Critique? "Mr. Andrews, I thought you were in your 30's, kind of a hipster. Then I met you, and discovered a 59 year old, paunched, white guy. Shit! You could be my dad, and I was kind of hoping, well, for something else. But now I know, there are a few renegades from my folks' generation. Could you pierce the left nipple on your man-boob, install a nano-cam, and put a viral show on at the Chai House?"
------Marco T. Polo

Do This: Go to Google, enter "Corey Chisel +video," the first entry should be a video of him, titled "See It My Way," now play it (MuZu Music). You want to hear a young 'natural' singer, with a foxy little blonde for back-up? He's on his way up. . .

A Regular Compliment: "You know what I like about the Bullshit? You don't resort to easy smut to get your point out there. It IS informed, and it IS attitude. I'm glad the P-I has gone down. They were irrelevant to my life. I even like the stuff you write when I don't have a clue. Journalism ain't dead, nor is it all electronic. Your rag is something I can stuff in my pocket, and read to friends. I like, I love it, I want some mo of it!"
-----Jasson and Julie Christianson

A Regular Non-Compliment: "Do you really know what 'bile' is? It's what comes out of your mouth when it should be coming out your ass."
-----X-Hubris

The Chinese Water Torture: "Your sentences are structured like an exquisite executioner--they seep into my psyche and crescendo to a finite Truth. Your sense of inductive and deductive reasoning works wonders. I knew we were all stupid, well a little bit anyway."
-----Brian Burmeister

The Ballard Chamber of Commerce: Who-wee, how do I approach this one? I have been asked, by a local banker, to investigate the Chamber. "Why?" I asked. "Because I can't see how they are relevant at all," he responded. All I can say is that the Chamber is totally irrelevant, a corporate small entity, and indicative of the neo-conservative mentality that will be replaced. Sorry, Mr. Banker.

* * *

Leon Hendrix: Jimi Hendrix's Brother, Or Is He?

I have been following the Leon Hendrix court cases for years, and have been wondering why the courts have awarded Leon nothing, nothing, for what seemed a legitimate case for a part of Jimi's inheritance. Jimi's white step-sister, Janie, still controls the 70 million dollar a year estate. What the hell? Leon even lost his case in the 9th Circuit Court of Appeals, and there's only one step after that--the United States Supreme Court.

As most of us know, Leon plays all over Seattle, and is booked in nearby Fremont a few times a year. So we know him, he's not a stranger.

— COLLECTED MATERIAL —
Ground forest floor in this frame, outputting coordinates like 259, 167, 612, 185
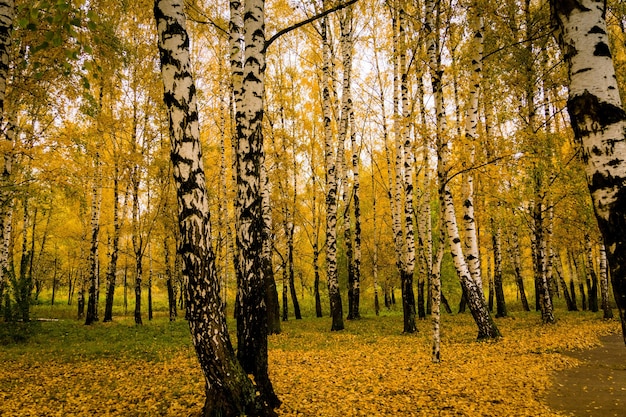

— TASK SET —
[A] In the Leon Hendrix column, which court did Leon lose his case in?
[B] Carry on the Leon Hendrix column from its last sentence.
The lines aren't needed for what comes next.

— RESULTS FOR EACH TASK —
[A] The 9th Circuit Court of Appeals.

[B]
Well here's where Truth gets real ugly. There is a brand new definitive book out, named 'Scuse Me While I Kiss The Sky', by David Henderson, that finally gives up the mystery. Now don't get pissed at me, this is what the author pulled up, and the author was asked by Jimi, many years ago, to be his biographer. All 432 pages sizzle with facts that will twist your acid addled mind, or, if you were a vegan back then, will color your green offal red.

And yes, the author is African-American.

Jimi's mom and dad were not happily married. Jimi's mom, Lucille Jeter, would leave Al for months at a time, go on binges, and Al would always take her back. Lucille was gone for 10 months when Jimi was about four years old. She came back very pregnant and Al told her that of course, he would welcome the child into the family. Mom had had an affair with a man who was half Filipino, and the resulting baby was Leon, yes, Jimi's "brother." Lucille died in 1958 from cirrhosis of the liver. Are you getting this yet? That makes Leon NOT a Hendrix. And every judge who tried his claims cases knew this. We didn't.

At the time of the first court case, white step-sister Janie had proved she was financially responsible, and Dad Al knew this, and therefore deeded control of Jimi's estate to her before he passed away. Leon had been an extreme drug abuser then, but, credit where its due, cleaned himself up, but just a little too late.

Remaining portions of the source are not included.